■ **THE TASKS**:
(a) In the key-value store text, to what value does the soft delete query set the ttl column?
(b) The key-value store text names several optimizations behind the design's high performance. List the name of each one.
(c) Resume the key-value store text, picking up right after its final sentence.

■ **GIVEN TEXT**:

^^^^

6. DELETE and GET Operations
Soft Delete Implementation
UPDATE store SET ttl = -1 WHERE key = ? AND ttl > UNIX_TIMESTAMP();
Benefits:
Reduces immediate disk I/O load
Maintains referential integrity during high-traffic periods
Allows for potential key recovery before hard deletion
Batch Cleanup Process
DELETE FROM store WHERE ttl <= UNIX_TIMESTAMP(); -- Handles both expired and soft-deleted keys
Optimised GET Operation
SELECT value FROM store WHERE key = ? AND ttl > UNIX_TIMESTAMP();
This single query handles both key existence and expiration checks efficiently.
7. Performance Characteristics
This design achieves high performance through several key optimisations:
Reduced Network Overhead: Server-side expiration filtering
Optimised Storage: Elimination of redundant columns
Concurrent Safety: Strategic use of database locking mechanisms
Efficient Cleanup: Multiple TTL strategies based on storage medium
Native Database Features: Leveraging upserts and atomic operations
The foundation we've built here scales vertically within a single node and provides the architectural patterns necessary for horizontal scaling across distributed systems.
8. High level architecture
As our single-node KV store reaches capacity limits, we need to scale horizontally. The scaling strategy follows a deliberate progression based on traffic patterns and load characteristics. Now, we'll explore how these principles extend to multi-node architectures and the additional complexities of distributed consensus and data partitioning.
Application Layer Scaling
The first scaling bottleneck typically occurs at the application layer. Since our KV store operations are stateless, we can add multiple API servers behind a load balancer:
Load Balancer → [API Server 1, API Server 2, API Server 3, ...] → MySQL
Each API server handles the same operations (GET, PUT, DELETE, TTL) independently, with all servers connecting to the same MySQL instance.

^^^^

■ **PROVIDED INFORMATION**:
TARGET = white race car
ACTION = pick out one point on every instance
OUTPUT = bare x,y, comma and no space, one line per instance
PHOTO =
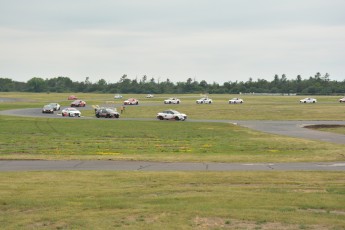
172,100
308,100
235,101
71,112
204,100
171,115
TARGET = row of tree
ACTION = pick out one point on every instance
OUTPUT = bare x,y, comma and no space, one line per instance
314,85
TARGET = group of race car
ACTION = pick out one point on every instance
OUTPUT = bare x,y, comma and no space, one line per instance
164,115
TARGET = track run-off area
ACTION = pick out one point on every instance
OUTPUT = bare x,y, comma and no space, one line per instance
287,128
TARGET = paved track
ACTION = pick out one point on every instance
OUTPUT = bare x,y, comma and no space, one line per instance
77,165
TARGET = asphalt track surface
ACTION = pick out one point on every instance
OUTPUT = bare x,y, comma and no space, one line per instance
287,128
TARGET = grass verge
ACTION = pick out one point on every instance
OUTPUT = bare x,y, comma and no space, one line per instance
39,138
193,200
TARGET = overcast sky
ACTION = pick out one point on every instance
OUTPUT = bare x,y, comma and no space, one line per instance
211,40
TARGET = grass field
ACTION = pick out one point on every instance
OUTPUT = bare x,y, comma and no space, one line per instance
170,200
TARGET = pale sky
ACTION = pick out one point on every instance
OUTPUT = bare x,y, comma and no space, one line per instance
211,40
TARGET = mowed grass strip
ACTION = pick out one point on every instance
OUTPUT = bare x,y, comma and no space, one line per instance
170,200
42,138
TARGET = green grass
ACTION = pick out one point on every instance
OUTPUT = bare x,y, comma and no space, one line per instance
254,107
170,200
42,138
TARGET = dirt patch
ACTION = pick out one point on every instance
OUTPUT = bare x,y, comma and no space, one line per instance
220,223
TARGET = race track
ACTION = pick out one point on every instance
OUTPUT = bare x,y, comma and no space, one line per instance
286,128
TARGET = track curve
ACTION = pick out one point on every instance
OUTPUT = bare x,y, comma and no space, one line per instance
286,128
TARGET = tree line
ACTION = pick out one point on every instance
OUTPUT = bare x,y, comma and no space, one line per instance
314,85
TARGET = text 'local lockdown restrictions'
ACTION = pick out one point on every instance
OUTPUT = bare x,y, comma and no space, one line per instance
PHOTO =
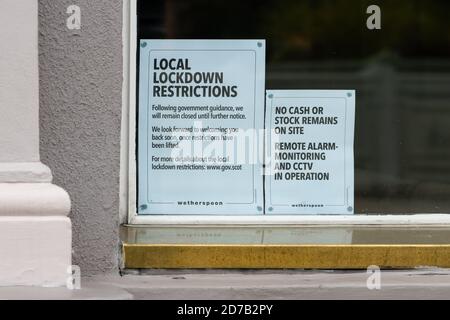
196,98
311,151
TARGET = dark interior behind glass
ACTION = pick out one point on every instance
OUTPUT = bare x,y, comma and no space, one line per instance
401,74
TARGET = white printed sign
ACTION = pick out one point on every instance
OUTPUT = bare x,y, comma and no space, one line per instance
311,152
197,98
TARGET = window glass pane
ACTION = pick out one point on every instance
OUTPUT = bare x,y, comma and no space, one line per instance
401,74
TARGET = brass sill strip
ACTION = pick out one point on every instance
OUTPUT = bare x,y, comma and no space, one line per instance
186,256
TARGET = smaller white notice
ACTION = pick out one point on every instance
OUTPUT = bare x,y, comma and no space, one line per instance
310,147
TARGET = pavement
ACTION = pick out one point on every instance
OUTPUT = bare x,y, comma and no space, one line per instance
255,285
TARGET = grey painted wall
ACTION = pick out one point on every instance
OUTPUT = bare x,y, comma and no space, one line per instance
80,114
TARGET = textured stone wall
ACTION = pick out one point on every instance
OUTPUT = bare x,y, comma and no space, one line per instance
80,114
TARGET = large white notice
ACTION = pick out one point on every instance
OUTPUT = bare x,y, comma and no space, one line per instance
311,152
201,104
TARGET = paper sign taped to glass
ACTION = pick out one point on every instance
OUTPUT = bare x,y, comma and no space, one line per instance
202,140
197,100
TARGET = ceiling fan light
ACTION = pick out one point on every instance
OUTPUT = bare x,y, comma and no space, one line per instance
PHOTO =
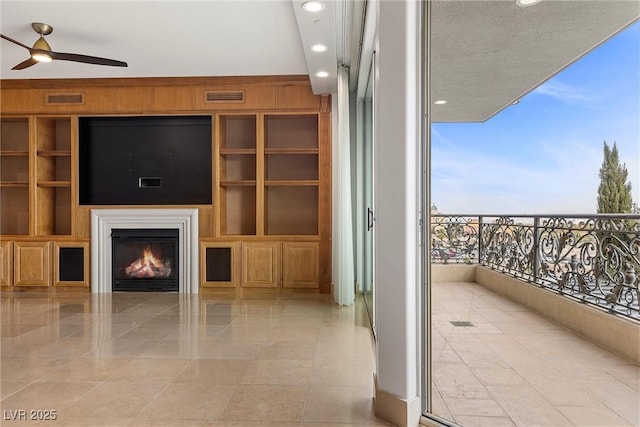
41,57
319,48
312,6
41,44
524,3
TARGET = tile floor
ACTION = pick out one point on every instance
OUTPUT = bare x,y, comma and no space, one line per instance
514,368
161,359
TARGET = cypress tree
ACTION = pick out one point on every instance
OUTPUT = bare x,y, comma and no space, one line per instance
614,192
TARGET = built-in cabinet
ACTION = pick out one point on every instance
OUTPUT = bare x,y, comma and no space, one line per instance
32,261
269,224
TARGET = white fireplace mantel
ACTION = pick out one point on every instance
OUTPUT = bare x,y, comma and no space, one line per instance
104,220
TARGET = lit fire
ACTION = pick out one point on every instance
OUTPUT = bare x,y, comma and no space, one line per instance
148,267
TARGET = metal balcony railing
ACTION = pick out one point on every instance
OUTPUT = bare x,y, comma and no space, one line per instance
594,259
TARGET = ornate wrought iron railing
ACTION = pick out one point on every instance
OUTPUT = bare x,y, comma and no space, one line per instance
593,259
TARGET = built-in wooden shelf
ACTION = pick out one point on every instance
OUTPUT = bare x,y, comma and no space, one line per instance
54,153
54,184
14,153
17,184
247,151
299,183
290,151
247,183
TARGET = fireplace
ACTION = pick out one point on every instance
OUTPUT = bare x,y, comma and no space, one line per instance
104,221
144,259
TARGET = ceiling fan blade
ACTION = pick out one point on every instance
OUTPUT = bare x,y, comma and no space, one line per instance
85,59
15,41
25,64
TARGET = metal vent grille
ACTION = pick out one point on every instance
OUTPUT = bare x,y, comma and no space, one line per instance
64,98
224,96
461,323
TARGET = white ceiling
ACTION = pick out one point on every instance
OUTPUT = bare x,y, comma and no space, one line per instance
485,53
157,38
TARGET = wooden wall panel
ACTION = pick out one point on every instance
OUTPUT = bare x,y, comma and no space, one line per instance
300,264
173,98
296,97
6,264
324,203
260,264
25,101
134,99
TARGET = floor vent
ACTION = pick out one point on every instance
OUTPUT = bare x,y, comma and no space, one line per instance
224,96
461,323
64,98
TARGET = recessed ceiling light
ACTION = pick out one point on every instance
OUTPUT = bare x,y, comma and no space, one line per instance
312,6
319,48
524,3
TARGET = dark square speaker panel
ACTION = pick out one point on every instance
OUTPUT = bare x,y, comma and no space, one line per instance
71,266
218,264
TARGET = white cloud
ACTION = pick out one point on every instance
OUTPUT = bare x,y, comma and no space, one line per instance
567,93
471,181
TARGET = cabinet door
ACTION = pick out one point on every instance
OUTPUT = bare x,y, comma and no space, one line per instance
300,265
219,264
31,264
71,264
260,265
5,263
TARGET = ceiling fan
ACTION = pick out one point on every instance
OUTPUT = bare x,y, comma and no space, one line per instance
41,51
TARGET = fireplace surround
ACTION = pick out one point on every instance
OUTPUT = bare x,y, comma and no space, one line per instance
103,221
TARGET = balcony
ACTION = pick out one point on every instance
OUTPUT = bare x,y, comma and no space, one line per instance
535,320
594,260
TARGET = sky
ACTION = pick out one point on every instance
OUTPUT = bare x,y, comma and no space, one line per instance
543,155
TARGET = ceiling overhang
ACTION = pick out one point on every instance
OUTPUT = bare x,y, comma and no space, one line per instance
485,55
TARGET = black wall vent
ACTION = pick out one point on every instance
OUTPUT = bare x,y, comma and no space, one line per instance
63,98
224,96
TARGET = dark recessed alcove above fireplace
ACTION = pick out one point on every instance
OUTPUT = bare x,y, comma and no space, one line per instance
145,160
145,259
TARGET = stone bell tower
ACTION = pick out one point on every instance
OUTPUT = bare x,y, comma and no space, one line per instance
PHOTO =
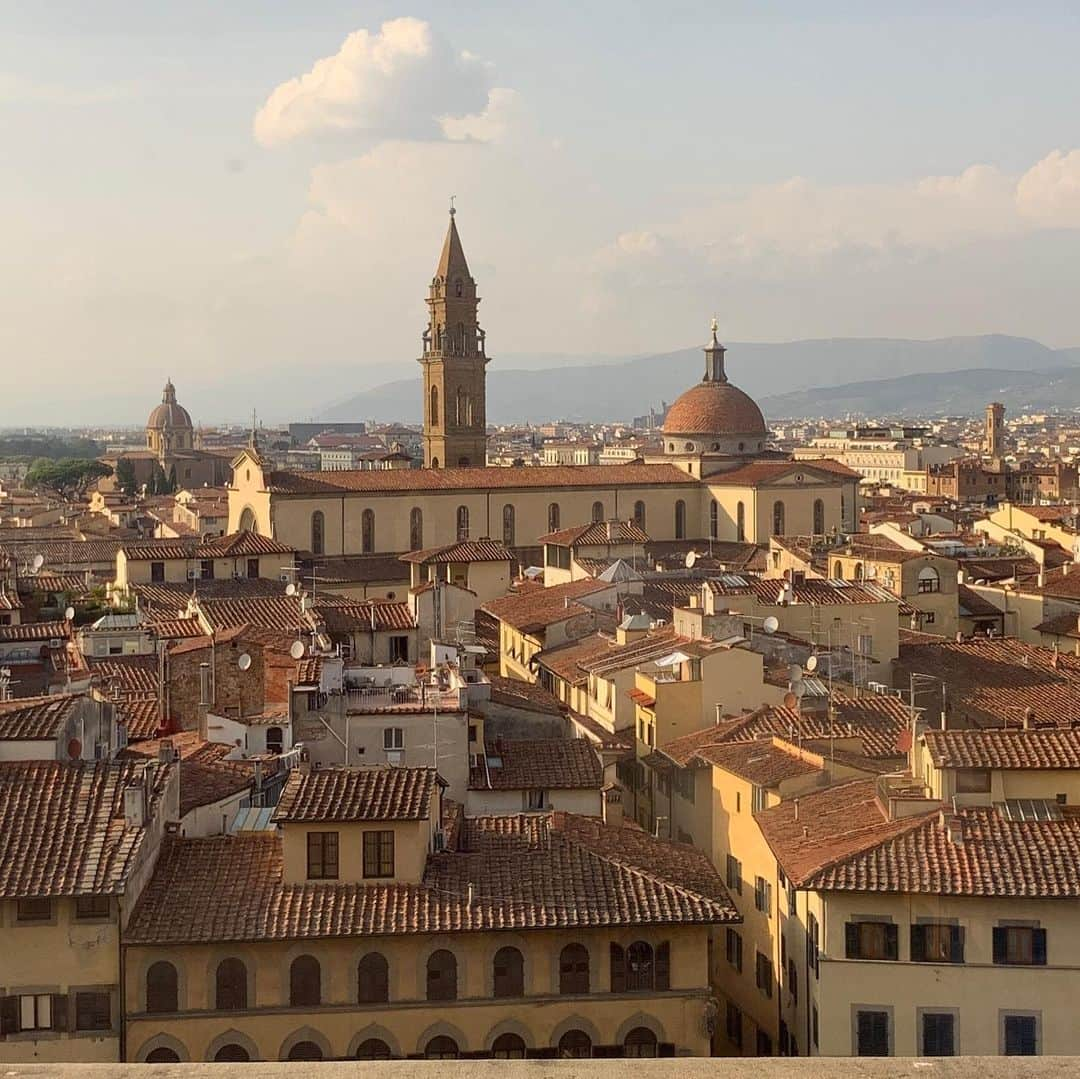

^^^^

■ **EXPECTED RESULTS**:
(a) -1

(b)
Reduced Network Overhead
Optimised Storage
Concurrent Safety
Efficient Cleanup
Native Database Features

(c)
Read Scaling with Replicas
When MySQL becomes the bottleneck and we observe a high read-to-write ratio, we introduce read replicas:
Conditions for Adding Read Replicas:
Read-to-write ratio is approximately 99:1
Application can tolerate eventual consistency for read operations
Master database CPU/memory is saturated primarily by read queries
Architecture with Read Replicas:
Load Balancer → [API Servers] → Master (Writes)
↘ Replica 1 (Reads)
↘ Replica 2 (Reads)
↘ Replica 3 (Reads)
Implementation Strategy:
-- Route writes to master
WRITE_DB_CONNECTION.execute("REPLACE INTO store VALUES (?, ?, ?)")
-- Route reads to replicas (with round-robin or least-connections)
READ_DB_CONNECTION.execute("SELECT value FROM store WHERE key = ? AND ttl > UNIX_TIMESTAMP()")
Write Scaling Through Vertical and Horizontal Partitioning
When the master database becomes write-bound despite read replica scaling:
Phase 1: Vertical Scaling
Increase CPU cores and memory on the master instance
Optimize disk I/O with faster storage (NVMe SSDs)
Fine-tune database parameters for write-heavy workloads
Phase 2: Horizontal Partitioning (Sharding)
When vertical scaling reaches economic or technical limits, we implement sharding:
Sharding Strategy: Each master node owns an exclusive fragment of the keyspace, ensuring no data overlap between shards.
def get_shard(key, num_shards):
return hash(key) % num_shards
def route_request(operation, key, value=None, ttl=None):
shard_id = get_shard(key, NUM_SHARDS)
shard_master = SHARD_MASTERS[shard_id]
if operation == "GET":
return shard_master.execute("SELECT value FROM store WHERE key = ? AND ttl > UNIX_TIMESTAMP()", [key])
elif operation == "PUT":
return shard_master.execute("REPLACE INTO store VALUES (?, ?, ?)", [key, value, ttl])
elif operation == "DELETE":
return shard_master.execute("UPDATE store SET ttl = -1 WHERE key = ?", [key])
Complete Sharded Architecture:
Load Balancer
|
[API Servers with Consistent Hashing]
|
┌───────────────────┼───────────────────┐
| | |
Shard 1 Shard 2 Shard 3
Master + Replicas Master + Replicas Master + Replicas
Trade-offs and Considerations
Read Replicas:
Pros: Simple to implement, handles read-heavy workloads effectively
Cons: Eventual consistency, replica lag during high write periods
Sharding:
Pros: True horizontal scalability for both reads and writes
Cons: Increased complexity, cross-shard operations become expensive, rebalancing challenges
This distributed architecture maintains the core principles of our single-node design while addressing the scale requirements of modern applications. Each scaling phase is triggered by specific performance characteristics, ensuring we only add complexity when necessary.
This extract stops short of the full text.